##### Excerpted passage
At a CB2 hearing in July, DCP and DOT presented their plans (also on their websites at nyc.gov.) The outrage of residents in attendance was palpable and expressed repeatedly, especially regarding the failure of the city’s presentation to acknowledge any residents’ complaints or offer any solution to the vermin or trash problems, as if they didn’t exist. A building on Bleecker Street was destroyed by fire, and the fire department complained of the difficulty of working around the street shacks. One resident reported that her fire insurance carrier canceled her policy due to the unsafe street conditions caused by street shacks.
Nearly 100 percent of speakers in attendance argued passionately against the proposed plan. They demanded a “sunset date” to end the emergency provisions, not approval of permanent status. Other long-time residents noted that in historic districts, all owners wanting even little changes must apply for certificates of appropriateness. But the street shacks seem to have skipped that step. Why?
DCP and DOT representatives all asked for feedback and claimed they want to learn from past mistakes. Their presentations show that they have not done so. Now, will they actually listen to the community to learn and apply lessons?
Brian J. Pape is a LEED-AP “green” architect consulting in private practice. He serves on the Manhattan District 2 Community Board Landmarks Committee and Quality of Life Committee, and is also co-chair of the American Institute of Architects NY Design for Aging Committee, a member of the AIANY Historic Buildings Committee, and a journalist specializing in architecture subjects.
“GIVE AN INCH; TAKE A MILE.” Existing and proposed public pathway regulations require that at least eight feet or half the sidewalk width must be clear. A three-feet serving aisle must be provided in addition to that eight-feet width. Obviously, from these few examples in the Village (above), no one is following the rules, or enforcing them. Note that on most of these sidewalks, after subtracting the three-feet serving aisle, light poles, planters, and hydrants, only one to two feet of clear path is left (if people don’t congregate in that space, which they often do). Photos by Brian J Pape, AIA.
Not to mention bicycles weaving in and out.
Wait til a permanent shed goes up by 771 Greenwich St at Bank, for the newest restaurant reincarnation! That sidewalk is narrowest at that corner, by the main entrance; it’s slightly wider at the Bethune corner due to the shape of the building. Forget wheelchair access or even strollers. At least 4 parking spaces will be lost, along a narrow street.
Will that raucous, off-key trumpet band who play outside WVillage restaurants, add this one after they finish at Mémé? (Who have tripled their seating space, for free, with a sidewalk scaffold and a street shed. Thanks NYC DoB and DoT!)
Elderly and family (and any) residents have no say in any of this!
If the restaurant fails, who will remove the shed?
So, I guess you guys will prefer to live in a ghost town. If you didn’t notice, it is the restaurants who make the village, without them what makes the village so great? Keep up the fight and you will live among dark lonely streets where the drug addicts roam the streets freely with no spark of life to be seen. If you think things will go back to normal with over 50% of the village restaurants permanently closed you are living in a dream far greater then Cinderella who commented on this post. WAKE UP village residents.
##########
What you are asked to do
Copy word for word the part of the text on Village street shacks starting with "At a CB2 hearing" and going on through "by street shacks.". The records have no connection to the text on Village street shacks.
##### Data extracts
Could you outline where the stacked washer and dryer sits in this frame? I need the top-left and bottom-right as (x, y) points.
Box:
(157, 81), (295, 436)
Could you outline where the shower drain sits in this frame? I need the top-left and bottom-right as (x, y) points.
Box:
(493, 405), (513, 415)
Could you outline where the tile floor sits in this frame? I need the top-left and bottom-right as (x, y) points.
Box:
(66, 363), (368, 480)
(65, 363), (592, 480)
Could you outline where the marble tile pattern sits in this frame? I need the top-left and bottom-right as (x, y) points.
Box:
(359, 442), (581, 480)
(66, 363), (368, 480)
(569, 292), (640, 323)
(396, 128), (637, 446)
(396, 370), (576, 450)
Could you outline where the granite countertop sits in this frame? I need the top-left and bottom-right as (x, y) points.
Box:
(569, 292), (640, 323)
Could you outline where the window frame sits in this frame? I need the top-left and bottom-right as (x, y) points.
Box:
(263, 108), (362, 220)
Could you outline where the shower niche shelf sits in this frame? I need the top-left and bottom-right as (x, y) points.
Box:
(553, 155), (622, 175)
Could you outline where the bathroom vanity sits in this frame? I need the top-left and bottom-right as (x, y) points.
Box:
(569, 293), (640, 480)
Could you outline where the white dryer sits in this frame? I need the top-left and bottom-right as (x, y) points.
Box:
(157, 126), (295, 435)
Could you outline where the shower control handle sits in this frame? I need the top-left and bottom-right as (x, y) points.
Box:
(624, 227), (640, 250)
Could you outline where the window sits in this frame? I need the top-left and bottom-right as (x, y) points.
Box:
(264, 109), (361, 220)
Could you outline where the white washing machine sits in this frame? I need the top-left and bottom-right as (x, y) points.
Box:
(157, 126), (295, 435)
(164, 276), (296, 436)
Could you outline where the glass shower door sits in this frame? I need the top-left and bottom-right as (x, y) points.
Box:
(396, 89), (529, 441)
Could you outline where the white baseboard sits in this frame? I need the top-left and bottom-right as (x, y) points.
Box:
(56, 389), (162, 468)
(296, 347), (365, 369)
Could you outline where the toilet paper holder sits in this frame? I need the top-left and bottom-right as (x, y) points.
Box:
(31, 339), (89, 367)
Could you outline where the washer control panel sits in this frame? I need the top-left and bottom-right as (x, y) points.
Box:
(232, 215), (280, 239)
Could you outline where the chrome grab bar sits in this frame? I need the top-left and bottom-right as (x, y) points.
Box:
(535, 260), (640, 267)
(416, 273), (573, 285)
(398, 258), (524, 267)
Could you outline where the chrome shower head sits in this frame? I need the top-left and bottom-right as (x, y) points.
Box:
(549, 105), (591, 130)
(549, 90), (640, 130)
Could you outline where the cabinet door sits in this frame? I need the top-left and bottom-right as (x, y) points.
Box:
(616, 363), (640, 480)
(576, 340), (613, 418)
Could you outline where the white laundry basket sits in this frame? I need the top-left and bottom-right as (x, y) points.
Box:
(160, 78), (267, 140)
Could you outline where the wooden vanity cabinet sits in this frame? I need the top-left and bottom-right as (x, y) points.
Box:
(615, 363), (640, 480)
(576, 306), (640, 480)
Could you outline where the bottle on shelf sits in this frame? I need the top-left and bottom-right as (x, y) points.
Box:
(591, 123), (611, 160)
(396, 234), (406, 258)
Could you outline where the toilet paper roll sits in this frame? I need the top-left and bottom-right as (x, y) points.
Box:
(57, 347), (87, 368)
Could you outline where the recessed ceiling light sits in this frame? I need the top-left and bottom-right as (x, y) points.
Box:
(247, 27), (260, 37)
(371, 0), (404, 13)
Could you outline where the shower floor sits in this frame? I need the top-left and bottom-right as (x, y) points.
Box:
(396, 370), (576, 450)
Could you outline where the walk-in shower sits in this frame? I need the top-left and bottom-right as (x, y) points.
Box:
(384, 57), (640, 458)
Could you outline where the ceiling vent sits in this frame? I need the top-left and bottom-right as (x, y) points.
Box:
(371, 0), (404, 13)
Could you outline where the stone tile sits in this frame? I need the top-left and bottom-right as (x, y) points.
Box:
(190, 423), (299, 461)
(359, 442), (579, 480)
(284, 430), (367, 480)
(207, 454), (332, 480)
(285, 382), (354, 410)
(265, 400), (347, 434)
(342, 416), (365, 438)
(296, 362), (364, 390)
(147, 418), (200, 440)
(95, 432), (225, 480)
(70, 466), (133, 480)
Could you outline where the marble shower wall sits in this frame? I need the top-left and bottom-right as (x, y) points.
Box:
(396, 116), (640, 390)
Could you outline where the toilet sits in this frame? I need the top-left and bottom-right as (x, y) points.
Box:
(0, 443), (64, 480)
##########
Written reply
At a CB2 hearing in July, DCP and DOT presented their plans (also on their websites at nyc.gov.) The outrage of residents in attendance was palpable and expressed repeatedly, especially regarding the failure of the city’s presentation to acknowledge any residents’ complaints or offer any solution to the vermin or trash problems, as if they didn’t exist. A building on Bleecker Street was destroyed by fire, and the fire department complained of the difficulty of working around the street shacks. One resident reported that her fire insurance carrier canceled her policy due to the unsafe street conditions caused by street shacks.